▶ **Challenge**
Every entry must be given again exactly.

##### Dataset records

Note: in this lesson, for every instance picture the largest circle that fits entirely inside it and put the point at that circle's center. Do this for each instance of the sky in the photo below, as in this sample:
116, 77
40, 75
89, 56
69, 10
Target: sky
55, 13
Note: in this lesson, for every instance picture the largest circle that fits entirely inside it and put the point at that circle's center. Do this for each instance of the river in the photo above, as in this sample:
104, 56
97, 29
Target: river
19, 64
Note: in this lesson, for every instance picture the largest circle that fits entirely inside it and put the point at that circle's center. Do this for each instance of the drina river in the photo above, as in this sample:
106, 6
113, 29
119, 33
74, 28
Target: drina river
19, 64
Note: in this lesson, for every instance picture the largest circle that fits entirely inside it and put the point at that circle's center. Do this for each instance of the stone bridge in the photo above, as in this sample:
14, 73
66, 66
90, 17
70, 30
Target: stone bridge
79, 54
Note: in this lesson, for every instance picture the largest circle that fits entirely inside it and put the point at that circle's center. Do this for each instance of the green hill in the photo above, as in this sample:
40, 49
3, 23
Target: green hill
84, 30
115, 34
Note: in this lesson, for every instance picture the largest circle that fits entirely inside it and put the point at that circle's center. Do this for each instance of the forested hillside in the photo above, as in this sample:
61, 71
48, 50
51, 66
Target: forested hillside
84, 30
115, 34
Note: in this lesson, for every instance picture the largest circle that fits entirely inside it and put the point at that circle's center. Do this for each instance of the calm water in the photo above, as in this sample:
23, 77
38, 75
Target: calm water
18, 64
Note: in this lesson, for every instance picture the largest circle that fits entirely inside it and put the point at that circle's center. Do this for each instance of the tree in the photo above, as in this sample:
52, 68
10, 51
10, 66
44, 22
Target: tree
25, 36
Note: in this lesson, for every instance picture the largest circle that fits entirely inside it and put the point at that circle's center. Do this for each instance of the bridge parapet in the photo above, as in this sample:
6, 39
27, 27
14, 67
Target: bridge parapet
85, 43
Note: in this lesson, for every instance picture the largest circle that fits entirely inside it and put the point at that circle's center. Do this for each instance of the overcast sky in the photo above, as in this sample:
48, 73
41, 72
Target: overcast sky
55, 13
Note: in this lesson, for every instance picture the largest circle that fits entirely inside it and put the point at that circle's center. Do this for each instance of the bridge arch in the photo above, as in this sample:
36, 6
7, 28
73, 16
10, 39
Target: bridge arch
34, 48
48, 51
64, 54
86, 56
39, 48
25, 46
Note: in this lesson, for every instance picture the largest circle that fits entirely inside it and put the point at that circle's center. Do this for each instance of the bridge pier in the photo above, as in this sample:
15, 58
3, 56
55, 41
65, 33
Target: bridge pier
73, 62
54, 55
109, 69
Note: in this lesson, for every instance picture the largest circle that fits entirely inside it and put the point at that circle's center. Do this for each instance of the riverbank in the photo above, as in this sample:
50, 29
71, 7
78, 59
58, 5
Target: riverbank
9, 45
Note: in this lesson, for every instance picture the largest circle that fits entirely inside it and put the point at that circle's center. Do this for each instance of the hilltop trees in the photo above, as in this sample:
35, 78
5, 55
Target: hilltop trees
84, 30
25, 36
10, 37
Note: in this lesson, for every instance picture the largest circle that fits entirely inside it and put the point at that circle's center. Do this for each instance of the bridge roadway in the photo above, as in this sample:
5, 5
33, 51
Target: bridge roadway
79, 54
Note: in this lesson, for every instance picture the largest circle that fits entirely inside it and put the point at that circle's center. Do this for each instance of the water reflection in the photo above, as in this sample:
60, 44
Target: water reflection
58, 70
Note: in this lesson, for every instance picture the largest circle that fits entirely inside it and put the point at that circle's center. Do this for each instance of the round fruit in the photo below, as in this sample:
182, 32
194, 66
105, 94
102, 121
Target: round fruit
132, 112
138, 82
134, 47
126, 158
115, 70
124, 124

##########

▶ **Task output**
Note: in this lesson, for every instance picture the largest circle that fits entirely inside it and put the point at that circle's center. Do this for each instance of the sky in the photo below, as in this sample:
116, 77
40, 75
89, 56
69, 10
Target: sky
55, 13
Note: in this lesson, for every instance picture the largest circle that fits entirely inside it and put the point at that circle's center. Do this for each instance of the river in the photo above, as in this sample:
104, 56
97, 29
Target: river
19, 64
Note: in this lesson, for every instance picture the largest circle that fits entirely inside it and put the point at that circle's center. Do this for each instance of the drina river in the photo above, as in this sample:
106, 6
113, 29
119, 33
74, 28
Target: drina river
19, 64
Note: in this lesson, for every instance picture the largest circle that fits entirely inside it and put the point at that circle's center. Do this for each instance of the stone bridge in the photo above, as in this sample:
14, 73
66, 66
90, 17
70, 30
Target: stone bridge
79, 54
Note: in this lesson, for every instance picture the largest circle that fits entirely inside it and put the point at that circle's center. Do this for each instance of the green hill in the photo above, as in this sample:
40, 49
3, 23
Target: green hill
84, 30
115, 34
Note: in this lesson, for every instance picture the largest circle that fits entirely inside it and put the point at that circle's center. Do this for each instance of the forested hillside in the photo above, as in this sample:
61, 71
48, 50
51, 66
Target: forested hillside
84, 30
115, 34
Note: in this lesson, for every instance picture the largest circle that fits entirely inside it and put the point at that circle's center. Do this for each instance of the calm water in the photo above, as in this sample:
23, 77
38, 75
Target: calm water
18, 64
Note: in this lesson, for every instance picture the largest circle that fits entirely inside it and put the point at that circle's center. Do this for each instance of the tree in the photo above, as in this sample:
52, 68
10, 51
10, 66
44, 22
Target: tree
25, 36
Note: in this lesson, for every instance picture the largest circle that fits entirely inside it and put the point at that circle's center. Do this for each instance of the bridge parapet in the photo above, as in this sample:
6, 39
27, 27
14, 67
Target: bridge parapet
85, 43
Note: in this lesson, for every instance picture the largest circle that fits entirely inside it and put the point at that circle's center. Do this for each instance of the overcast sky in the photo above, as in this sample:
48, 73
41, 72
Target: overcast sky
55, 13
Note: in this lesson, for every instance picture the largest circle that fits entirely inside it and put the point at that circle's center. Do this for each instance of the bridge arch in the photo above, as in this sample:
36, 6
7, 28
73, 16
10, 39
Target: bridge arch
34, 48
48, 51
64, 54
86, 56
39, 48
25, 46
Note: in this lesson, for every instance picture the largest circle that fits entirely inside it and put the point at that circle's center. Do this for each instance of the bridge pier in the photo above, as in this sample:
15, 58
3, 56
55, 41
65, 33
Target: bridge pier
73, 62
54, 55
109, 69
Note: in this lesson, for every instance picture the largest circle that fits entirely inside it and put the point at that circle's center. Do this for each instance of the riverbank in the photo above, as in this sample:
50, 29
71, 7
78, 59
58, 5
Target: riverbank
9, 45
Note: in this lesson, for every instance picture the largest circle that fits entirely inside it and put the point at that circle's center. Do this for each instance of the hilltop trees in the photo above, as in this sample:
35, 78
5, 55
Target: hilltop trees
84, 30
25, 36
10, 37
Note: in this lesson, for every instance picture the largest circle that fits entirely inside it and put the point at that circle's center. Do this for each instance of the bridge roadway in the photo above, as in this sample:
5, 5
33, 51
Target: bridge roadway
79, 54
Note: in this lesson, for every instance picture the largest circle that fits entirely inside it and put the point at that circle's center. Do this for each instance of the water reflection in the photo above, as in this sample:
60, 44
Target: water reflection
58, 70
Note: in this lesson, for every instance picture the largest circle that fits entirely inside it and put the point at that circle's center. Do this for each instance of the round fruit in the photo below, as in this sample:
182, 32
194, 66
105, 94
102, 121
Target: round fruit
132, 112
138, 82
134, 47
126, 158
115, 70
124, 124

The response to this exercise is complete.